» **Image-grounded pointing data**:
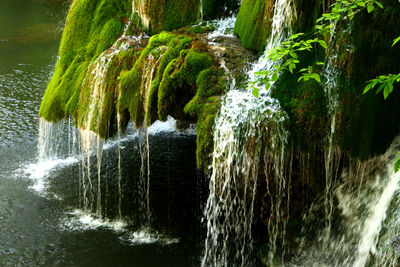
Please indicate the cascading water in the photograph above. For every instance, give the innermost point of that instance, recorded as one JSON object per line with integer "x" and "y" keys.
{"x": 357, "y": 238}
{"x": 247, "y": 129}
{"x": 331, "y": 155}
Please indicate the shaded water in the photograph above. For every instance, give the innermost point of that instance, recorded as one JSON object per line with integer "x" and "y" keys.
{"x": 41, "y": 220}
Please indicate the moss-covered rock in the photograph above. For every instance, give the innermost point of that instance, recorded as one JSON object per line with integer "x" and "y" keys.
{"x": 217, "y": 8}
{"x": 253, "y": 24}
{"x": 92, "y": 26}
{"x": 165, "y": 15}
{"x": 108, "y": 69}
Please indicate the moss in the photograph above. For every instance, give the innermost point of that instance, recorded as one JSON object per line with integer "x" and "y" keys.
{"x": 139, "y": 86}
{"x": 179, "y": 79}
{"x": 91, "y": 27}
{"x": 211, "y": 84}
{"x": 213, "y": 9}
{"x": 253, "y": 23}
{"x": 368, "y": 124}
{"x": 161, "y": 15}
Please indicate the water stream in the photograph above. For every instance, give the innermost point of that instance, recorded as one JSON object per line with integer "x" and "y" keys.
{"x": 247, "y": 130}
{"x": 69, "y": 198}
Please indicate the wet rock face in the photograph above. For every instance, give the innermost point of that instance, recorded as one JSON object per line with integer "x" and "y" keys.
{"x": 253, "y": 24}
{"x": 155, "y": 16}
{"x": 111, "y": 72}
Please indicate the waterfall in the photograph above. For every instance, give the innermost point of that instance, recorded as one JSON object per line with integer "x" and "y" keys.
{"x": 249, "y": 133}
{"x": 364, "y": 197}
{"x": 331, "y": 155}
{"x": 144, "y": 180}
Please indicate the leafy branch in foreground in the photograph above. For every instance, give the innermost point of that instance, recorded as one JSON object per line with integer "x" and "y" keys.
{"x": 285, "y": 55}
{"x": 385, "y": 83}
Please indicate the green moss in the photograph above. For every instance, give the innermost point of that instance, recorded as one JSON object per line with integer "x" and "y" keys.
{"x": 178, "y": 85}
{"x": 213, "y": 9}
{"x": 211, "y": 84}
{"x": 92, "y": 26}
{"x": 253, "y": 23}
{"x": 157, "y": 16}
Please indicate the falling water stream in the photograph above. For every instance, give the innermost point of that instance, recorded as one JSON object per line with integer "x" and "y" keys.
{"x": 69, "y": 198}
{"x": 247, "y": 129}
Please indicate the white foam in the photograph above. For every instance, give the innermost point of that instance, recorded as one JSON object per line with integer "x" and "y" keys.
{"x": 148, "y": 236}
{"x": 163, "y": 126}
{"x": 79, "y": 220}
{"x": 39, "y": 171}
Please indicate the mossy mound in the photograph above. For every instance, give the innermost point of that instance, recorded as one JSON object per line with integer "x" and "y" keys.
{"x": 253, "y": 24}
{"x": 365, "y": 124}
{"x": 213, "y": 9}
{"x": 165, "y": 15}
{"x": 108, "y": 70}
{"x": 92, "y": 26}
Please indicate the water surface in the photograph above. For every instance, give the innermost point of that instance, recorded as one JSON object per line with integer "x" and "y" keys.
{"x": 41, "y": 220}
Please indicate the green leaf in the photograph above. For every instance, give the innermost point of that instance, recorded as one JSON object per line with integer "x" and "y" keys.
{"x": 292, "y": 67}
{"x": 388, "y": 89}
{"x": 274, "y": 77}
{"x": 395, "y": 41}
{"x": 368, "y": 87}
{"x": 323, "y": 44}
{"x": 370, "y": 7}
{"x": 379, "y": 4}
{"x": 316, "y": 77}
{"x": 255, "y": 92}
{"x": 397, "y": 165}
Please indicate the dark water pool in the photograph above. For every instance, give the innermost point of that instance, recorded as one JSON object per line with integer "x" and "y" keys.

» **Exercise**: Set down exactly what runs from the line containing "Please indicate the mossy" through the last line above, both lines included.

» **Exercise solution**:
Please indicate the mossy mound in the photograph above. For every instance, give the innermost point of that instance, recorded as one JSON object per line with integer "x" and "y" keys.
{"x": 253, "y": 24}
{"x": 365, "y": 124}
{"x": 213, "y": 9}
{"x": 165, "y": 15}
{"x": 108, "y": 70}
{"x": 92, "y": 26}
Please indicate the water surface in the photograph above. For every instance, give the innermost point of that instance, recorded as one JSON object per line with integer "x" and "y" keys.
{"x": 41, "y": 220}
Please indicate the green leaf in the photograph above. For every instance, give the innermost point of that instance, recorded as one JSON object per line with integer "x" and "y" keys.
{"x": 292, "y": 67}
{"x": 388, "y": 89}
{"x": 274, "y": 77}
{"x": 395, "y": 41}
{"x": 368, "y": 87}
{"x": 323, "y": 44}
{"x": 370, "y": 7}
{"x": 379, "y": 4}
{"x": 316, "y": 77}
{"x": 255, "y": 92}
{"x": 397, "y": 165}
Please indicate the dark water pool in the photograph above. For every instance, give the innermost point of that instance, recorded as one JSON object per line with integer "x" and "y" keys.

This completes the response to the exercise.